[Work request] Reproduce, character for character, the material from its first line through the line containing "negative clicks: (151, 227) (71, 313)", both ends included.

[Extracted data]
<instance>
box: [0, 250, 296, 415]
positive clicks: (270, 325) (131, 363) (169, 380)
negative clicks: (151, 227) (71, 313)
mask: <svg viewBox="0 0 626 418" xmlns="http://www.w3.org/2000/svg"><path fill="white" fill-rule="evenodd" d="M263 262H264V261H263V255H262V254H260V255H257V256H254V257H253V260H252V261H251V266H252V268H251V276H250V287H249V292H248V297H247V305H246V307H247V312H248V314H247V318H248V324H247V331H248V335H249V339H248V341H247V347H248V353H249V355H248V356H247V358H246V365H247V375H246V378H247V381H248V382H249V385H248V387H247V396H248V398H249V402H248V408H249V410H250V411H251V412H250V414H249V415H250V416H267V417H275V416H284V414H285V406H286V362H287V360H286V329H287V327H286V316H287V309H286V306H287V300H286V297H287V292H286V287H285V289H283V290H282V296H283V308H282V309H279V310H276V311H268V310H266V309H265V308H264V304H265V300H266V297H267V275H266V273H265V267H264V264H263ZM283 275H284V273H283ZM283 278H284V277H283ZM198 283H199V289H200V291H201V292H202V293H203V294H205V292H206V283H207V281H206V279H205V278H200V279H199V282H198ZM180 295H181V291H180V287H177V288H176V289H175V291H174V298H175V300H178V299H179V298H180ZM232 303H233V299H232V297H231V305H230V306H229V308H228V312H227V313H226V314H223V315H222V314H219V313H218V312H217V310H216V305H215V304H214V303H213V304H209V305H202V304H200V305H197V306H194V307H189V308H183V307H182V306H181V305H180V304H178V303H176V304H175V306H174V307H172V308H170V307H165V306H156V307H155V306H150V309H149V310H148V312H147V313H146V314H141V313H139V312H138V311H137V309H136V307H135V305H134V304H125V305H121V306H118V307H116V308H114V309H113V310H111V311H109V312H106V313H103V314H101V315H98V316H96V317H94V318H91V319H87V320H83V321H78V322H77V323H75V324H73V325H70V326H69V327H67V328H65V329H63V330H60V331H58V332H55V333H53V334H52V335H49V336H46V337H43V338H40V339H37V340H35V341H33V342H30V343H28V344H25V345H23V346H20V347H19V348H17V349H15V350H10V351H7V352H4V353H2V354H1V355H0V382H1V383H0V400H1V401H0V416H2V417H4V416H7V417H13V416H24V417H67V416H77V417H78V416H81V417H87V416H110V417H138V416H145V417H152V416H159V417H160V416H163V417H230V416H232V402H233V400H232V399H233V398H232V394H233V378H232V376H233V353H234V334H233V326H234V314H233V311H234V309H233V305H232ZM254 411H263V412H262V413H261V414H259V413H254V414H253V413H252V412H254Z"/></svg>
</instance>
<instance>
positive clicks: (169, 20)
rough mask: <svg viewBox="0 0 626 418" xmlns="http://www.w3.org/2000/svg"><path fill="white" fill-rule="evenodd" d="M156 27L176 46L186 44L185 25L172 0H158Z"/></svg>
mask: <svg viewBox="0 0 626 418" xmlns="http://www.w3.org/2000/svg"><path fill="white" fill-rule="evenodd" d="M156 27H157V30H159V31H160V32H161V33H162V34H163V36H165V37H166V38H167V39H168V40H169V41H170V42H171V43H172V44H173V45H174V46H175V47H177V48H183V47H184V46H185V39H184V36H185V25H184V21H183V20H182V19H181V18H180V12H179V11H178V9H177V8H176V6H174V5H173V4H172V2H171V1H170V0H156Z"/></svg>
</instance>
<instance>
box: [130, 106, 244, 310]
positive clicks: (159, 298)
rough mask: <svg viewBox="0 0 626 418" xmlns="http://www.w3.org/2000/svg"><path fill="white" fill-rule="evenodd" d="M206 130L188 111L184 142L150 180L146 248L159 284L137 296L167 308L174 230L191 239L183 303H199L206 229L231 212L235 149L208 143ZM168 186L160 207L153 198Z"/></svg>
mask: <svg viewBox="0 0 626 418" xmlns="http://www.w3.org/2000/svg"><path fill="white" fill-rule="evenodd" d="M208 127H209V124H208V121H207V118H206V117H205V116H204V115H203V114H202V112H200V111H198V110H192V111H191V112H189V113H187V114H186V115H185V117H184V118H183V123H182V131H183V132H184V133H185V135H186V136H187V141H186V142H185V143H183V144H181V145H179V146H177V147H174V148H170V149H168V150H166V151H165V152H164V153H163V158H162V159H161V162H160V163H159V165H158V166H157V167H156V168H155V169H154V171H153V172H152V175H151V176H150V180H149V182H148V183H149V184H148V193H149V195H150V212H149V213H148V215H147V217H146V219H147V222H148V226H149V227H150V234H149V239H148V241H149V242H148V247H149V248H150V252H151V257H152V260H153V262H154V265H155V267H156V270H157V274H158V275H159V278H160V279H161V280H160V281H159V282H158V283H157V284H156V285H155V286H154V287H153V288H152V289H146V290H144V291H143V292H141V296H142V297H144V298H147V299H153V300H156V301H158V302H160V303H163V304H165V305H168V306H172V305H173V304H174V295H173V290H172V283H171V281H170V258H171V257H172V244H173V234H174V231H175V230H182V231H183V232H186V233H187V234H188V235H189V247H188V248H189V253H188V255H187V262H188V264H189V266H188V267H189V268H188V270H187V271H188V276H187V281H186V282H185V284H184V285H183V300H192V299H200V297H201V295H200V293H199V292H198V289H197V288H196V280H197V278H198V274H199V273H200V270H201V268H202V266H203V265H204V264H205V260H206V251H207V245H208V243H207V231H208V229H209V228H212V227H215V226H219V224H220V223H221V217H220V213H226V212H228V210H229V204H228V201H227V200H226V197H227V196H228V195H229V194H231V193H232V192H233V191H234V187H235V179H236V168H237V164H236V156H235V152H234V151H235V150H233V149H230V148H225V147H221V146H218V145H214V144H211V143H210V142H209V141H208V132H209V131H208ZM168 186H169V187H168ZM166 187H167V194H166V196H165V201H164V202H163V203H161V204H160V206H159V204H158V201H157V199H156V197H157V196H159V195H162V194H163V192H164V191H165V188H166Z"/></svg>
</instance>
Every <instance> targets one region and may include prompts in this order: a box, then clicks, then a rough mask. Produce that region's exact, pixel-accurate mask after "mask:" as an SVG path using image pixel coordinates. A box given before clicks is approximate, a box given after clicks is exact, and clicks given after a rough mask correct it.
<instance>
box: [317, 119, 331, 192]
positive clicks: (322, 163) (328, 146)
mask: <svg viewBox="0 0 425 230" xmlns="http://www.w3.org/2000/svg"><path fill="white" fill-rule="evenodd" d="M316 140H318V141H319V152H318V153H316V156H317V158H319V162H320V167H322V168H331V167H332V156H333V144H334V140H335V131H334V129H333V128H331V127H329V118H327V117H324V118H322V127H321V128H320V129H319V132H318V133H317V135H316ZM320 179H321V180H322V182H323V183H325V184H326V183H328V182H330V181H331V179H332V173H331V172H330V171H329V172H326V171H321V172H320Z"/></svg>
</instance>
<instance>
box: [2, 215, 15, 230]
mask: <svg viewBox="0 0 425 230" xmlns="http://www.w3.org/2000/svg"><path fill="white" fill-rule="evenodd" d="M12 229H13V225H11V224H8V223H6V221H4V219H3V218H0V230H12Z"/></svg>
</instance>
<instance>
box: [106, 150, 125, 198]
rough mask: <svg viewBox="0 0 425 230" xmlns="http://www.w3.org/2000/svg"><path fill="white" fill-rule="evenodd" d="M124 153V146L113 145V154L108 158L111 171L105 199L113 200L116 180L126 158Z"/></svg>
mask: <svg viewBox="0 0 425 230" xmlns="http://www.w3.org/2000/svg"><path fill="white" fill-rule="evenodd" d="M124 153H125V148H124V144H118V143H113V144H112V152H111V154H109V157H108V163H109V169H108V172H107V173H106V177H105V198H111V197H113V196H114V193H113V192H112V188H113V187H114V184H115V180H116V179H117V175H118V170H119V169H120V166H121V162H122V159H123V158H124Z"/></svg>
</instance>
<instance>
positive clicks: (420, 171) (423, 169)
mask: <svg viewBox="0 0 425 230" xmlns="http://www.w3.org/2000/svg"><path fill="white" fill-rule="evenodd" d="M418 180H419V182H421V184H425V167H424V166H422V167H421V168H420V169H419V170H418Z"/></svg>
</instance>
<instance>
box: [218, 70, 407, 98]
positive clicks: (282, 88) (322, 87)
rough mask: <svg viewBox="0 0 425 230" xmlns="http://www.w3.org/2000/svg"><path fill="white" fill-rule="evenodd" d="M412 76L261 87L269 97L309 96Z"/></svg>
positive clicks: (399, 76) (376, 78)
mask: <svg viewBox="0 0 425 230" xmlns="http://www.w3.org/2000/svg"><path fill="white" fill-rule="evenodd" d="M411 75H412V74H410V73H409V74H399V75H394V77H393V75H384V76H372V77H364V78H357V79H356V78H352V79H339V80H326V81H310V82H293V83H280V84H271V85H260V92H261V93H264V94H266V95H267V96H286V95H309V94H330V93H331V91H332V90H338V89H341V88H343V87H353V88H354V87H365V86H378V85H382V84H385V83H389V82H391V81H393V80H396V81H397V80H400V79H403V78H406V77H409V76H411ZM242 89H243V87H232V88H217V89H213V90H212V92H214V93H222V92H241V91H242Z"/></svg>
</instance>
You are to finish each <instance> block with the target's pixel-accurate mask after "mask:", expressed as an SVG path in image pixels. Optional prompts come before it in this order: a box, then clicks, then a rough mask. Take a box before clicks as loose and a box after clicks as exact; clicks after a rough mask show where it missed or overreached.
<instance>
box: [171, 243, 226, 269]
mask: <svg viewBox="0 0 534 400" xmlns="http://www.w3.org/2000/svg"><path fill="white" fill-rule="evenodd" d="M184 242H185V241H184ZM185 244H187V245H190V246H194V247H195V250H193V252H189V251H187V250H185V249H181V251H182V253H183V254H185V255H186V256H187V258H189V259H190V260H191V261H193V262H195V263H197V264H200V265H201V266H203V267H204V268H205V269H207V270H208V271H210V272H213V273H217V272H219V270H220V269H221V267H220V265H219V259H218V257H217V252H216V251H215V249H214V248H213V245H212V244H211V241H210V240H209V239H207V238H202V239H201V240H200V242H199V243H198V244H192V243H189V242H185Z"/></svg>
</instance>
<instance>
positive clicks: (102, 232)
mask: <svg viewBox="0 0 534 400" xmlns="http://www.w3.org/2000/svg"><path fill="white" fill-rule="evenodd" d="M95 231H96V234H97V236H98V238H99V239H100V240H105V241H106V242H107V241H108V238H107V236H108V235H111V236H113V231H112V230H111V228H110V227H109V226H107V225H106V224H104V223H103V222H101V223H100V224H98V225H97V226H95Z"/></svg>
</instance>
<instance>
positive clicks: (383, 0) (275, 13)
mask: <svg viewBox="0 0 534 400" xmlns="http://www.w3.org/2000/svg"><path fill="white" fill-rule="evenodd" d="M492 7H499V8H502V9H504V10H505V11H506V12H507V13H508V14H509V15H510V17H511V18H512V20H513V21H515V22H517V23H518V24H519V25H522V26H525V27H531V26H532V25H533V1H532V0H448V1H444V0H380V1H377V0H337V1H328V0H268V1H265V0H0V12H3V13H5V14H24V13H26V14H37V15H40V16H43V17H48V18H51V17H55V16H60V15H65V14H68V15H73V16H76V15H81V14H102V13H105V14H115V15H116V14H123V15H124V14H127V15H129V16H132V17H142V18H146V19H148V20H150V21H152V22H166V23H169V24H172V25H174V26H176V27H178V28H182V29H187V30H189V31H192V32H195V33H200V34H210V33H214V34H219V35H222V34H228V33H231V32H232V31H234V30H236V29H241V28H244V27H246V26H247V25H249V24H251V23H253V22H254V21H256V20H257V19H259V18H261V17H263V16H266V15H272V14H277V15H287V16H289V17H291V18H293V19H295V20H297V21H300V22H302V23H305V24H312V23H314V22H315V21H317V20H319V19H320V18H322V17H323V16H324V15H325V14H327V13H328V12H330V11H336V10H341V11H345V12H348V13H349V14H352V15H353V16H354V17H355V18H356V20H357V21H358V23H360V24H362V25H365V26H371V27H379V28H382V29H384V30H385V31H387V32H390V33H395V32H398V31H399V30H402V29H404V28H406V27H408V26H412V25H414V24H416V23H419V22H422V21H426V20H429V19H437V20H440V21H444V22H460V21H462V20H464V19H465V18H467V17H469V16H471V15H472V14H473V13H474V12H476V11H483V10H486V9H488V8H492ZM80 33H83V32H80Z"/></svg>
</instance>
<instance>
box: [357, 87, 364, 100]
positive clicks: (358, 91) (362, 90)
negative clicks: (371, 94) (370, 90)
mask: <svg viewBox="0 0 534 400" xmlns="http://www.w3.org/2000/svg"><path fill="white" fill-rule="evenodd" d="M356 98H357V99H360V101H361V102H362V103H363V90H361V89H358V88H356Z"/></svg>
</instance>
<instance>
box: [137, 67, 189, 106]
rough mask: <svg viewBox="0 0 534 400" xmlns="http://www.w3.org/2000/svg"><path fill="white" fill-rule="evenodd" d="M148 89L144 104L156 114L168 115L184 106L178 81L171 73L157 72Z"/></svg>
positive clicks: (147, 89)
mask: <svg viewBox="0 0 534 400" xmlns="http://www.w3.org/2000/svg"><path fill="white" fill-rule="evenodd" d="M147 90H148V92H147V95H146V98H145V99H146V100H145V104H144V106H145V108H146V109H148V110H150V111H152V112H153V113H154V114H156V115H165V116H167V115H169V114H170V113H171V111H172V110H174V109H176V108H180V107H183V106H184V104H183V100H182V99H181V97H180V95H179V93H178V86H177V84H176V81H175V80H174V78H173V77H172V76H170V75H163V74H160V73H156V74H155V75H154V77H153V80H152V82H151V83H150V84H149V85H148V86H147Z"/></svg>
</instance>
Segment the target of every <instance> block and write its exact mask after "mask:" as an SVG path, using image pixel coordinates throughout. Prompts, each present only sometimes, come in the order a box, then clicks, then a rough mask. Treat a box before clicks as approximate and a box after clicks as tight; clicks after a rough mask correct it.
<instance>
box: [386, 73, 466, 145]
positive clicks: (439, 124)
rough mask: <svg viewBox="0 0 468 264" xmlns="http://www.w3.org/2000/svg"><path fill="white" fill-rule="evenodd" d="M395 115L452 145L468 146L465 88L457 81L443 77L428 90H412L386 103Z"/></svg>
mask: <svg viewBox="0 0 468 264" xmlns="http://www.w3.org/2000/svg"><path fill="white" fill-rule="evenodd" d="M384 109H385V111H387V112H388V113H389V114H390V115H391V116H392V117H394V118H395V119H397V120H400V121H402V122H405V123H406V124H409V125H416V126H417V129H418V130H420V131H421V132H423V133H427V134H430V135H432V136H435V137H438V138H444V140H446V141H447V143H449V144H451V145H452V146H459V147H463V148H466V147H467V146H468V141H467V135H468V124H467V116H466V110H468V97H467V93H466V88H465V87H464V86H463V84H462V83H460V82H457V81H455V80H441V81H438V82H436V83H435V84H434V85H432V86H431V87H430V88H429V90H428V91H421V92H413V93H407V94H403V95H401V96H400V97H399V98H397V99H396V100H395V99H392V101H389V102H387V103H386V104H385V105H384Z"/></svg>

[Solution below]
<instance>
box: [0, 250, 296, 415]
positive clicks: (270, 325) (131, 363) (169, 380)
negative clicks: (151, 227) (71, 313)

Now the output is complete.